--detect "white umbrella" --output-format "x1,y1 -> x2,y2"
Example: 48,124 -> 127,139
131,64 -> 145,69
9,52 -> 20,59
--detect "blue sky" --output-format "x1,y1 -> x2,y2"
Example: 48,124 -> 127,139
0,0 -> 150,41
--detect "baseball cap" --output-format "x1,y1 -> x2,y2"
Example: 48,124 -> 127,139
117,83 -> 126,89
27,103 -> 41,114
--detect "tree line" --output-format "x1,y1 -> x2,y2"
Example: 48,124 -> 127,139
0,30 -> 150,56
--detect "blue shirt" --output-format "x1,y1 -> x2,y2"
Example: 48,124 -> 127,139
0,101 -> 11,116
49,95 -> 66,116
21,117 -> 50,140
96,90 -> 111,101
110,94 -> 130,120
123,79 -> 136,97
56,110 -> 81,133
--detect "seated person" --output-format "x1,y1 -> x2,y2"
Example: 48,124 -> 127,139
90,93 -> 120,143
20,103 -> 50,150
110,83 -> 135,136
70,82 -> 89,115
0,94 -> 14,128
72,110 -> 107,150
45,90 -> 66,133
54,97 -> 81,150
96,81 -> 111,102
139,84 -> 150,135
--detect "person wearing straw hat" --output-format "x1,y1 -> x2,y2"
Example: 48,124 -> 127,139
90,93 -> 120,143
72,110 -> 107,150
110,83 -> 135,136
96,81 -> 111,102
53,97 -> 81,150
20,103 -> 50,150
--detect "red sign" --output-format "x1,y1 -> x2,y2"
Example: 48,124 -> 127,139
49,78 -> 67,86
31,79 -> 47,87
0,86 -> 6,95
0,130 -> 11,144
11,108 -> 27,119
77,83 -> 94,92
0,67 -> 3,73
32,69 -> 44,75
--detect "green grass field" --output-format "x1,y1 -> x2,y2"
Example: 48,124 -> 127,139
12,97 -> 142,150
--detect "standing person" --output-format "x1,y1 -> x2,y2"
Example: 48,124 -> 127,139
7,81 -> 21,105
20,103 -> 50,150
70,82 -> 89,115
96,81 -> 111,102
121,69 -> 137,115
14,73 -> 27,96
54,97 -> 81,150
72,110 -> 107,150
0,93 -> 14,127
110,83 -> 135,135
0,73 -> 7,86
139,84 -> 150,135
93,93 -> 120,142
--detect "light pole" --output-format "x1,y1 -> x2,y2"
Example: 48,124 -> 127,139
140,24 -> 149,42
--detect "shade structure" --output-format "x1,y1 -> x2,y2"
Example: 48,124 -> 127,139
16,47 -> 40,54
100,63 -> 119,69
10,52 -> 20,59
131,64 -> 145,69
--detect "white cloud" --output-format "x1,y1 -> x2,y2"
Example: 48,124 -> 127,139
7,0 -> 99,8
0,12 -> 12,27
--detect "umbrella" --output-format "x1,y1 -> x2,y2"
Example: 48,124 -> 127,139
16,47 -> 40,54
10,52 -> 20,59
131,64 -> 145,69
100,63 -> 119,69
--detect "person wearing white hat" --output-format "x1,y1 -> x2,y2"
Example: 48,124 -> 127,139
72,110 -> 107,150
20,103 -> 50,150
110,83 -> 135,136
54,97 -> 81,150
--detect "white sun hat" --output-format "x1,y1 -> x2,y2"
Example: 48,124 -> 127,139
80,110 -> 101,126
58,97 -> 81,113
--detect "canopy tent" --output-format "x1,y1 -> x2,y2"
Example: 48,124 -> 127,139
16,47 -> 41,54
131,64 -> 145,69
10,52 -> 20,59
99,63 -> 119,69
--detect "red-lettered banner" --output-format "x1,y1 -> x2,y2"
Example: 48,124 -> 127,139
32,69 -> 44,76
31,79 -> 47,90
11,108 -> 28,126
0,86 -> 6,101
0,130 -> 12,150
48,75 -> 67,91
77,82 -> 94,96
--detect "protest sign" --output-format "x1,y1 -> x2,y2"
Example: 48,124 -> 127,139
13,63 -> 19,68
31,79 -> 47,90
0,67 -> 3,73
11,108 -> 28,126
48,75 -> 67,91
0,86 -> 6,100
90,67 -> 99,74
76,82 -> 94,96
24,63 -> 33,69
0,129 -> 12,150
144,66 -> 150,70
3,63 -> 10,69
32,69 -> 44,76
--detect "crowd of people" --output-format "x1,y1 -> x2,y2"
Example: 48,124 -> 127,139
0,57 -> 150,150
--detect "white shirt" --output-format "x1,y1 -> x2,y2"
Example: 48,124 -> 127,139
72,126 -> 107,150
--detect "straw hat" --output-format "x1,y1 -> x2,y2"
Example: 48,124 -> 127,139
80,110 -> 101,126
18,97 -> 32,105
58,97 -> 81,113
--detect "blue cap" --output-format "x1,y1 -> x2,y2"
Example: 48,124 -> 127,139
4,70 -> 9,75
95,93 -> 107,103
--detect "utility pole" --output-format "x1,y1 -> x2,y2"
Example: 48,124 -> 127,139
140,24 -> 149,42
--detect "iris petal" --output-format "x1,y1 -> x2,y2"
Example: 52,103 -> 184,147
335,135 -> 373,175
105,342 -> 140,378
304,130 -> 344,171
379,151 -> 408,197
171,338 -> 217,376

----------

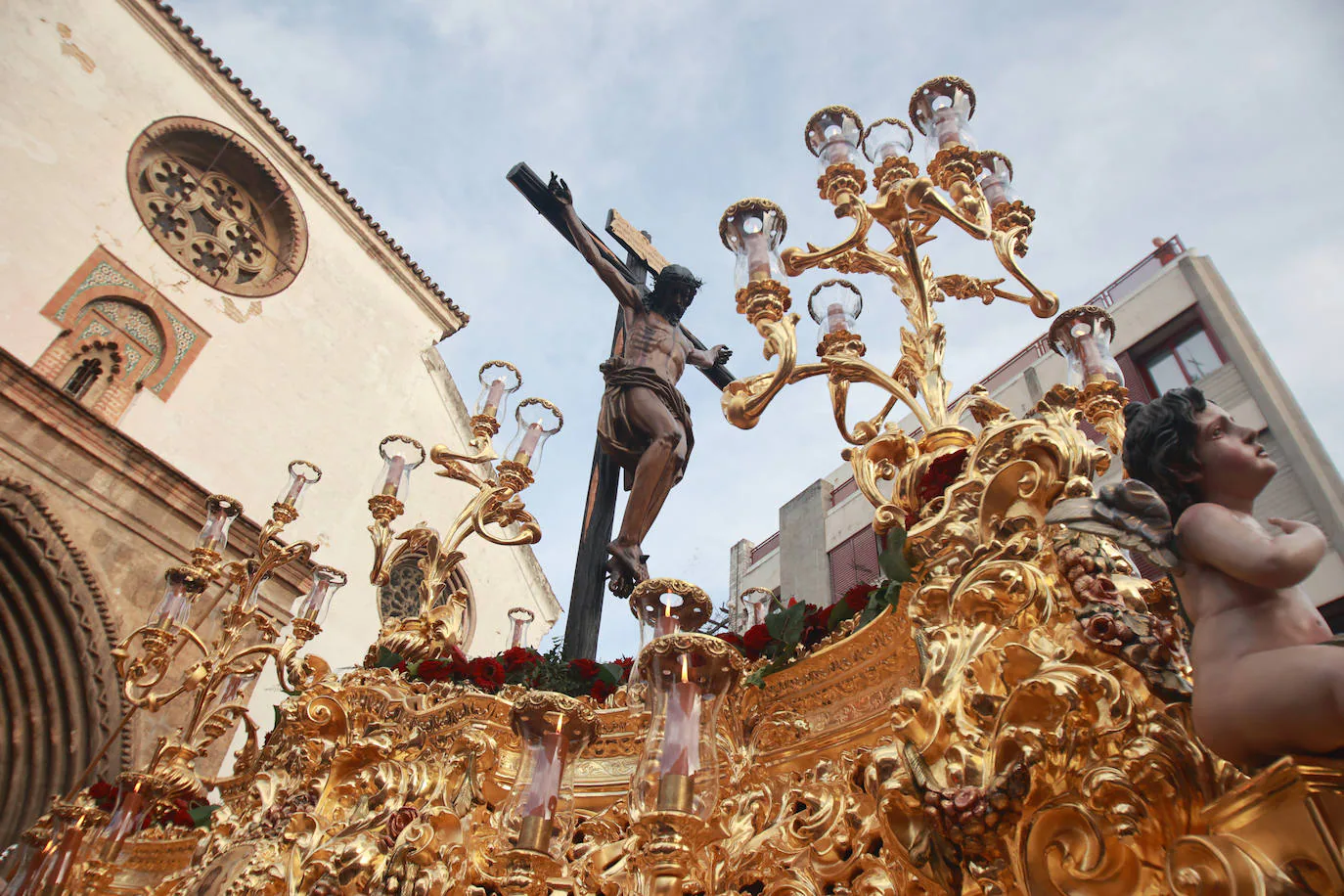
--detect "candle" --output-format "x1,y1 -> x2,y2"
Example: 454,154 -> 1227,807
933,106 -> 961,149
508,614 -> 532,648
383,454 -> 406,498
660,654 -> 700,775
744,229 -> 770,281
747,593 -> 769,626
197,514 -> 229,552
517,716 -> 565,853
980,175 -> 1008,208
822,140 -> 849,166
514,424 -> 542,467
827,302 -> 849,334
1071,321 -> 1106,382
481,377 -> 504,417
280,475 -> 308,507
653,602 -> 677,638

----------

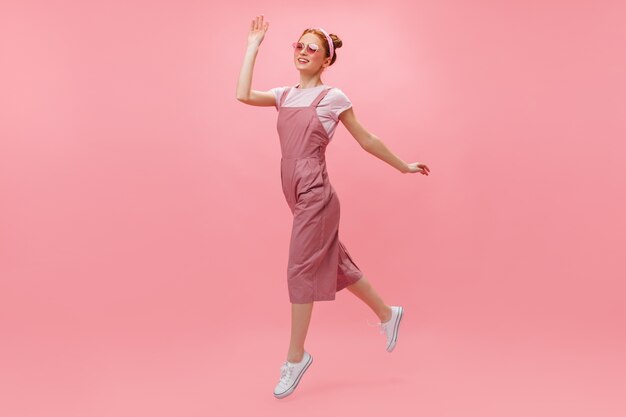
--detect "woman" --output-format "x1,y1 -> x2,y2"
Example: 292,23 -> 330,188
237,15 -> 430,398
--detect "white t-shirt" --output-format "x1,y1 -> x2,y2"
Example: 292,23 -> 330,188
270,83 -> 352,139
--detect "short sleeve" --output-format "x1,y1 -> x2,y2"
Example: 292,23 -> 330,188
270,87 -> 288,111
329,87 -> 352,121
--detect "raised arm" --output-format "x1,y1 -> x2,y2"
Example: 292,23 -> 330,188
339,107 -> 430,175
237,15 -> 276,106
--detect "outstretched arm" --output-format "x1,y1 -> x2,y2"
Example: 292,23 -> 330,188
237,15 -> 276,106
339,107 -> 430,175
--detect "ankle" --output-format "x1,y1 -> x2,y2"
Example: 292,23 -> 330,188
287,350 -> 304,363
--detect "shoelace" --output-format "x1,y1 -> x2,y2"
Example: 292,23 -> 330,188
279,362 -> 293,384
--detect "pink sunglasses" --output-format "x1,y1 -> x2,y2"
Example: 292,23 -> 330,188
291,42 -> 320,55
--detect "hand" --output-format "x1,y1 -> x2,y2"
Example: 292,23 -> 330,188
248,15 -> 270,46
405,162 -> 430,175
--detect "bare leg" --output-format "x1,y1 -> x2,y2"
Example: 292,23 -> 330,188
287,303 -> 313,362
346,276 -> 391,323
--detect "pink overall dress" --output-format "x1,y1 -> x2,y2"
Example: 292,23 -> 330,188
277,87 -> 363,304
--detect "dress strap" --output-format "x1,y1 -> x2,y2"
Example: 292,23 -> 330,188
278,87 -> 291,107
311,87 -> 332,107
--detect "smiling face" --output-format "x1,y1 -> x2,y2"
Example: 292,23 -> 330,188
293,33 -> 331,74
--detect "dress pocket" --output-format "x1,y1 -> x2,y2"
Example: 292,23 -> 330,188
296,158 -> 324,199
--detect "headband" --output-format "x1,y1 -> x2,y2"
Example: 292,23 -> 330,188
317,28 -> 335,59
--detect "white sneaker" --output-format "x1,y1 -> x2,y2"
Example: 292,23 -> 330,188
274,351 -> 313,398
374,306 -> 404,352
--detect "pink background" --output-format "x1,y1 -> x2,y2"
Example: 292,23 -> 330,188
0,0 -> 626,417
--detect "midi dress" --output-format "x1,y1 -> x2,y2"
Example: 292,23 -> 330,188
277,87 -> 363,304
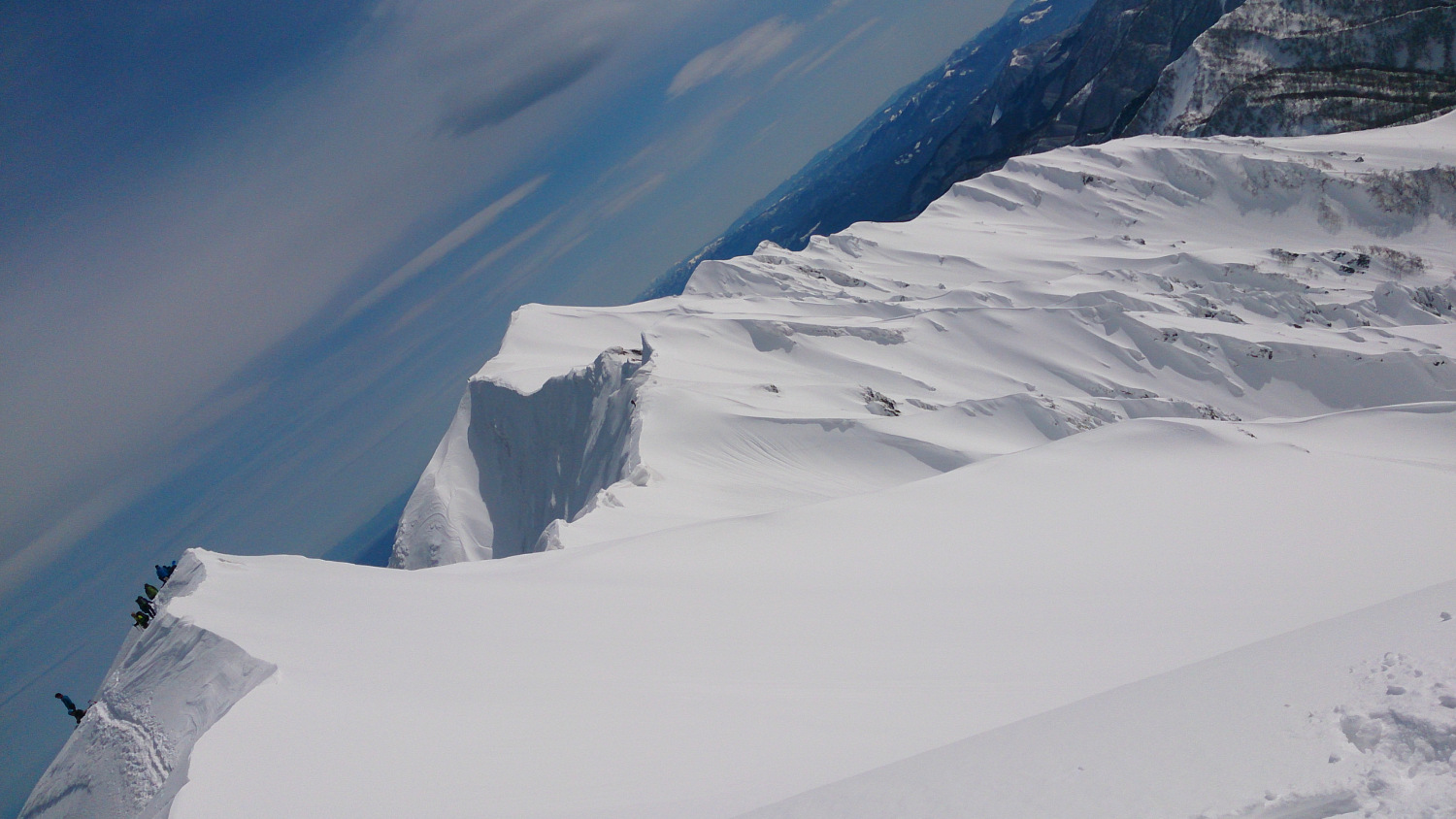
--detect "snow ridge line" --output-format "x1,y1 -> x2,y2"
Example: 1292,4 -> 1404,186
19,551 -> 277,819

----------

> **Task to carry out**: List every line of the records that contains the word "wearing".

> **Written solution**:
--detect "person wearing straw hat" --output-format "x1,y1 -> x2,y2"
--detect "person wearing white hat" --output-format "x1,y1 -> x2,y2"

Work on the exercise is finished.